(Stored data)
^^^^^^^^^^^^^^^^
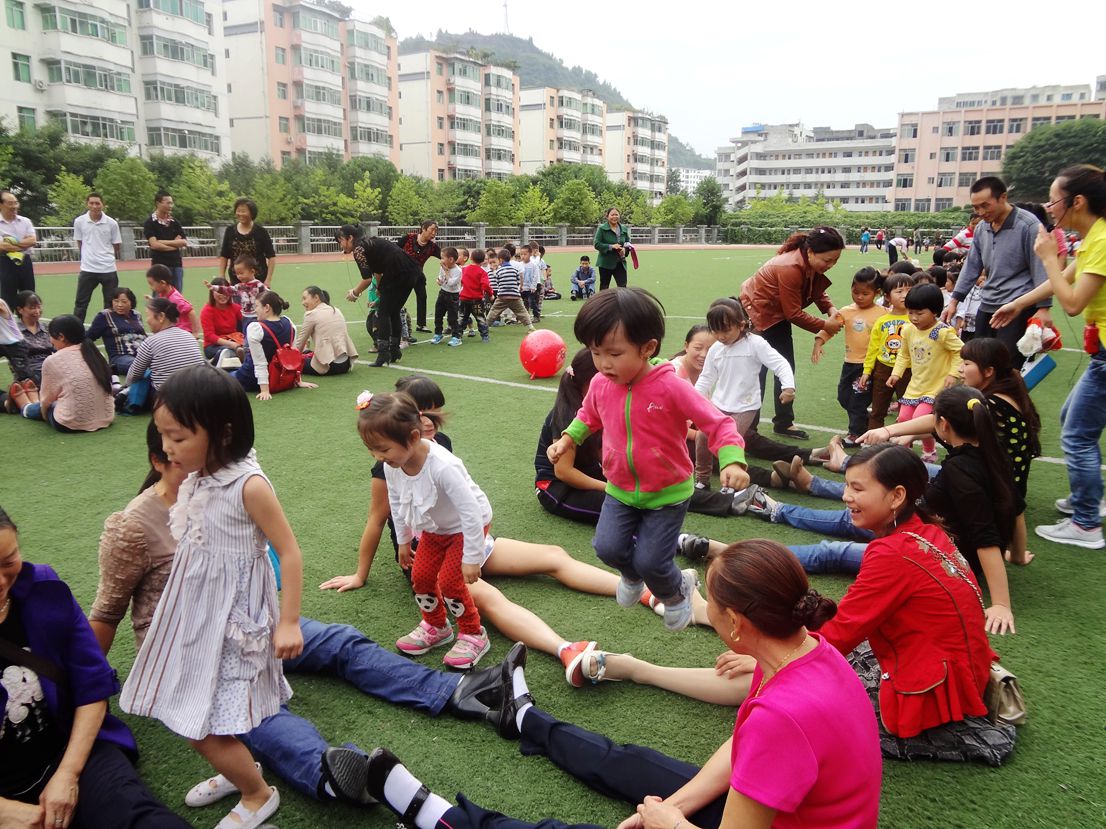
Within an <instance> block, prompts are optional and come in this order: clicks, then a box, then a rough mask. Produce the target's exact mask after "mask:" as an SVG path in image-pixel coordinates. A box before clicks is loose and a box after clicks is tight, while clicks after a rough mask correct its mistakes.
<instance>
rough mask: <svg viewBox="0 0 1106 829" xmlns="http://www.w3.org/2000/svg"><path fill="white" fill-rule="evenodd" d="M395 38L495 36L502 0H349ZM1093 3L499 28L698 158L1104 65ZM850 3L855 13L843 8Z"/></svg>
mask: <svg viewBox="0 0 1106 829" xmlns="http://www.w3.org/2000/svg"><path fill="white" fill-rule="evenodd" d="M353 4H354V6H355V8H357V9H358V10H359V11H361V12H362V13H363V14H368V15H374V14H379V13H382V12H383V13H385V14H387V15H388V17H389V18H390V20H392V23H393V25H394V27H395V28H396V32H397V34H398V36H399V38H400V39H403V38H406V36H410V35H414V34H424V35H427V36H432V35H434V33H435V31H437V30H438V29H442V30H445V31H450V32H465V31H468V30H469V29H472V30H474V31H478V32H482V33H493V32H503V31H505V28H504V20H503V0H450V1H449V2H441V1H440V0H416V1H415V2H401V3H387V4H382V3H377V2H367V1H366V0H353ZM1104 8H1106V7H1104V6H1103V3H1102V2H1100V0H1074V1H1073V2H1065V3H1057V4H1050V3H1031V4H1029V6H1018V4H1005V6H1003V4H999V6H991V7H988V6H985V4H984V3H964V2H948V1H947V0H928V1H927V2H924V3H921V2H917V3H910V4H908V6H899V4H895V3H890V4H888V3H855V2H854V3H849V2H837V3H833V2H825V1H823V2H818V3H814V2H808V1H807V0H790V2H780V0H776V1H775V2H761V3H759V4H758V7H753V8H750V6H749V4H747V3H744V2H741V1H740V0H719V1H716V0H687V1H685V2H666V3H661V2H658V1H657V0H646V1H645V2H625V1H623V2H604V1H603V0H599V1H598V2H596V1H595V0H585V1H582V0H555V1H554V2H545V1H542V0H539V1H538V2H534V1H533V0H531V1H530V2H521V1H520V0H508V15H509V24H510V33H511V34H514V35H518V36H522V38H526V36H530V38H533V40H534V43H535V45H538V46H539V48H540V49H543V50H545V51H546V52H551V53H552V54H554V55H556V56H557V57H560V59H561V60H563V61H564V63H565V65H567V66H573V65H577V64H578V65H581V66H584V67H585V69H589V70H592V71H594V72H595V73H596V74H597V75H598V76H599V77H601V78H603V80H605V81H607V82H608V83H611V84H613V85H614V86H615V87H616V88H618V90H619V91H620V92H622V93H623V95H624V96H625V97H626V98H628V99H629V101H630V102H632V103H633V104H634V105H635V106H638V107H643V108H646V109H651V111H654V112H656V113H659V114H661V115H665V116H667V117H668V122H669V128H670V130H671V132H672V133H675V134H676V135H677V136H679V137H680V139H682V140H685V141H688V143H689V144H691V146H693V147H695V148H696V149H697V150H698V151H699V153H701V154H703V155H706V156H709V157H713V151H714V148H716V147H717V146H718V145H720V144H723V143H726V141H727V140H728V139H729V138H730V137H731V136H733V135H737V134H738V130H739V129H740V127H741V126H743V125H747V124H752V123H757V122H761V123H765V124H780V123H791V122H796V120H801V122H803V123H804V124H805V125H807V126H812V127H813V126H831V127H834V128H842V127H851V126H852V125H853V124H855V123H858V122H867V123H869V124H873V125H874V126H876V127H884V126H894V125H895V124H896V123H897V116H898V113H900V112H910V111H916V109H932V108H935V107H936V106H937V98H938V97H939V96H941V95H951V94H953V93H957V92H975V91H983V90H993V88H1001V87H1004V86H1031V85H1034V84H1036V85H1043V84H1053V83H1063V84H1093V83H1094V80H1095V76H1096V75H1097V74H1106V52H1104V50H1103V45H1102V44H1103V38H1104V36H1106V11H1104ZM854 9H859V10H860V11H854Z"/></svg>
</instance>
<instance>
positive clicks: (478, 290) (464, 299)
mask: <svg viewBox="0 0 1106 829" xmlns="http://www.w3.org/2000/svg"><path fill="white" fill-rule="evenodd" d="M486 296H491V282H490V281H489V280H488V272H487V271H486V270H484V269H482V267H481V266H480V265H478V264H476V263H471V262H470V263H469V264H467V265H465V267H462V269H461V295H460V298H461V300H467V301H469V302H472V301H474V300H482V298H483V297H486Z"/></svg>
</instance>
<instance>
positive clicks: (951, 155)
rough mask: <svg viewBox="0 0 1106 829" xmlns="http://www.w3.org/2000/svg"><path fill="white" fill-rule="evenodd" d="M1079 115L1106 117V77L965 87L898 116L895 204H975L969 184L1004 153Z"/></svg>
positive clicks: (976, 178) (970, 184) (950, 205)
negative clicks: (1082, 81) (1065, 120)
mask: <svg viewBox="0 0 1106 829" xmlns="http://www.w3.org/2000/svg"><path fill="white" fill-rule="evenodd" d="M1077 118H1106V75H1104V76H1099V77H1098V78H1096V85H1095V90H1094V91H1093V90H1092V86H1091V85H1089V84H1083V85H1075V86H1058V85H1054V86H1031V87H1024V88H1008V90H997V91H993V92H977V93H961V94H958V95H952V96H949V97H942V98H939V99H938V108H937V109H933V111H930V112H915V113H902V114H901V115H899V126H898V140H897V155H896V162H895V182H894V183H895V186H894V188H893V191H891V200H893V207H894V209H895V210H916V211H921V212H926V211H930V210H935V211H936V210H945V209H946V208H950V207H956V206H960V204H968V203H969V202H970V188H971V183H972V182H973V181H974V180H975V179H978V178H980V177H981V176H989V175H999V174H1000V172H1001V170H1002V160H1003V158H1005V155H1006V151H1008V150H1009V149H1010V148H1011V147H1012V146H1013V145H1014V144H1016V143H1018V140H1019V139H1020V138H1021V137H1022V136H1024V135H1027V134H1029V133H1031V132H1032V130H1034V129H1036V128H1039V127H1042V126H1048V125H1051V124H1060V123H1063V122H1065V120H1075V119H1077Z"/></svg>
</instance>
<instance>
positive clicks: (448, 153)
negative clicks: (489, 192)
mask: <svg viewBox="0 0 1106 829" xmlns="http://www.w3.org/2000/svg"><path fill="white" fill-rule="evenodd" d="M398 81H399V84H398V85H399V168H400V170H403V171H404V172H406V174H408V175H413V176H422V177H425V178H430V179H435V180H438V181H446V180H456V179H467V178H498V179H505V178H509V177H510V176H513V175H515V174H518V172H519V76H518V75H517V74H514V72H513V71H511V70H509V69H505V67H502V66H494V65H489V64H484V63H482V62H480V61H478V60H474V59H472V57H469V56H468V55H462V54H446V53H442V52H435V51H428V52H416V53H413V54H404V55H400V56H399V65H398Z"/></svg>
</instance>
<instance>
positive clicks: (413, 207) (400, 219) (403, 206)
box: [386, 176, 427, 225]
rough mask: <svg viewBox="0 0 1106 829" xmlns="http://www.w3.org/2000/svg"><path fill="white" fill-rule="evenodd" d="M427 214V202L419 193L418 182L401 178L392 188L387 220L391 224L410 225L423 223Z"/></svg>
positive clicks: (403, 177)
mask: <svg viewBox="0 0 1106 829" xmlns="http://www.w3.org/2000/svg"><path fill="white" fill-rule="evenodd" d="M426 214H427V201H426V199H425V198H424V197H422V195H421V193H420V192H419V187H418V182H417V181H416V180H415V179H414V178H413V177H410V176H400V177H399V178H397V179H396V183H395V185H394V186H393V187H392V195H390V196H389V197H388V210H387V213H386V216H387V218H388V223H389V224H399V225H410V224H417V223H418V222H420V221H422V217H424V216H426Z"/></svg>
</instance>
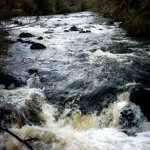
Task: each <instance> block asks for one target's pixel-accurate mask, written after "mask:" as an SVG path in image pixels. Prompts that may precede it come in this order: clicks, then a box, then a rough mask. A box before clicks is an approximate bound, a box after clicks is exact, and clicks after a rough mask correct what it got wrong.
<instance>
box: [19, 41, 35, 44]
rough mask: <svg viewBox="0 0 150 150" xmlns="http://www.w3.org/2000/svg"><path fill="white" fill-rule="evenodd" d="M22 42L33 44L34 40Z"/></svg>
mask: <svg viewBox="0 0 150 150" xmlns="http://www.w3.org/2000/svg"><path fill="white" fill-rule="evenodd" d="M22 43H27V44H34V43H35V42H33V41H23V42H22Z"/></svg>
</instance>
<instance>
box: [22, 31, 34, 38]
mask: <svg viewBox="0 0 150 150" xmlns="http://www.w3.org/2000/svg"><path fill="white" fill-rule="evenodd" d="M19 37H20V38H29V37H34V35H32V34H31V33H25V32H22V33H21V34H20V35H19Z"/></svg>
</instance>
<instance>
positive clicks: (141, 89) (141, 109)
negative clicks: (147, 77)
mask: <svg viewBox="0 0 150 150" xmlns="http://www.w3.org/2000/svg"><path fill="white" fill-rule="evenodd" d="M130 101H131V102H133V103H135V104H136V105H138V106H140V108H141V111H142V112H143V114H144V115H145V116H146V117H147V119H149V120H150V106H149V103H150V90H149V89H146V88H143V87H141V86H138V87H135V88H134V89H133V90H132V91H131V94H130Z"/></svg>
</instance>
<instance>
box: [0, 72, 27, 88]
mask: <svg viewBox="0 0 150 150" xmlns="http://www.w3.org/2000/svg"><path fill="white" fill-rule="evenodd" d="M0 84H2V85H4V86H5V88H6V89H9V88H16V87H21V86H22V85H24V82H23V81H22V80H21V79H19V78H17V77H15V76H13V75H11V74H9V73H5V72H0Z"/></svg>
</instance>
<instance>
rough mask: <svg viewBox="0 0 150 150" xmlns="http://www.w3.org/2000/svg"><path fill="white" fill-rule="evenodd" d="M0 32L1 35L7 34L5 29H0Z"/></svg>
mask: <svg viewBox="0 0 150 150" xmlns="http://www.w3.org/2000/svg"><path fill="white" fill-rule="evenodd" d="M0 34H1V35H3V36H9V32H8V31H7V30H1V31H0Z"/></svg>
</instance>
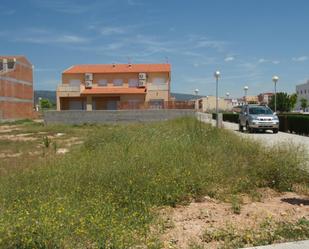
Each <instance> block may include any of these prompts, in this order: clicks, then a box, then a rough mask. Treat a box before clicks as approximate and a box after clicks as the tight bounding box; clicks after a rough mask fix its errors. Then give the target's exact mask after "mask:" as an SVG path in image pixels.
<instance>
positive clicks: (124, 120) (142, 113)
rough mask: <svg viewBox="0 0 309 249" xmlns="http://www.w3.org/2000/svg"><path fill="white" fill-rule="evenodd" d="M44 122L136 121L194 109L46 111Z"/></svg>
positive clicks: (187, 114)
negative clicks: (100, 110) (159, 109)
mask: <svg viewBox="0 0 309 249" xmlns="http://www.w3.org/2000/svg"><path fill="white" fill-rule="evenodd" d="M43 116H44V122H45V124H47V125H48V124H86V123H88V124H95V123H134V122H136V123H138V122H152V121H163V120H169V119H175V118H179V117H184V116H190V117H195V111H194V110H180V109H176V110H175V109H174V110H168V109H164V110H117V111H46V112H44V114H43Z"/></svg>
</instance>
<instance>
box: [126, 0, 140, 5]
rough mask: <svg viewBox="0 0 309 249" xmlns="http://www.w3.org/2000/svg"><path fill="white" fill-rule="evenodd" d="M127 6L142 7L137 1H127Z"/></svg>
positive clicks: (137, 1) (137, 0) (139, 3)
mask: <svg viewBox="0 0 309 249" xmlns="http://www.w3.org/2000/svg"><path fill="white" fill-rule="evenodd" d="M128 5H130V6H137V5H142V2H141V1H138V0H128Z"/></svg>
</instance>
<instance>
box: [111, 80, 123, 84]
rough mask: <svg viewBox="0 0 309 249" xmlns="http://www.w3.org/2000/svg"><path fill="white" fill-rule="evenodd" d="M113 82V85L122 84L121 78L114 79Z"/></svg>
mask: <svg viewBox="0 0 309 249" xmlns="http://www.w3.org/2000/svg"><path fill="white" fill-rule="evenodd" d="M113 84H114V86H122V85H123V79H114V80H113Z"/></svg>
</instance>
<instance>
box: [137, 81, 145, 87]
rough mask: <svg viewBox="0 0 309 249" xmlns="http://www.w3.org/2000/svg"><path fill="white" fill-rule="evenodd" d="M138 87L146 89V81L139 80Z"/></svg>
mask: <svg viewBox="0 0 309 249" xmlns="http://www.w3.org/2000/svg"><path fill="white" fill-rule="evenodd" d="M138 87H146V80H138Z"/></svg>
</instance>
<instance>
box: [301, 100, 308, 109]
^^^^^^^^^^^^^^^^
YOUR GOAL: Which lines in the rows above contain the string "block" (case-sensitive)? Pull out every such line in full.

RESPONSE:
Within an <instance> block, prompts are optional and come in this order: clicks, then a box, then a rough mask. Produce the target's exact mask after "mask:" as an SVG path in image-pixel coordinates. A box before clicks is loose and a box after clicks is tight, while clicks after a rough mask correct its mistakes.
Task: each <instance> block asks for one target's pixel-accurate mask, written after "mask:" as an SVG path in image pixels. Prompts that may precede it come in this order: clicks, then a box, then a rough mask. A box before clicks is an approximate bound, a box after clicks is exact, and clicks after a rough mask correct what it got wrong.
Each <instance> block may include any of these prompts, in this order: clicks, then a box, then a rough mask. Treat a box before clicks as approximate and a box after clicks as the tight bounding box; clicks after a rough mask fix its errors. Then give the target's exact mask after "mask:" as an SVG path in image pixels.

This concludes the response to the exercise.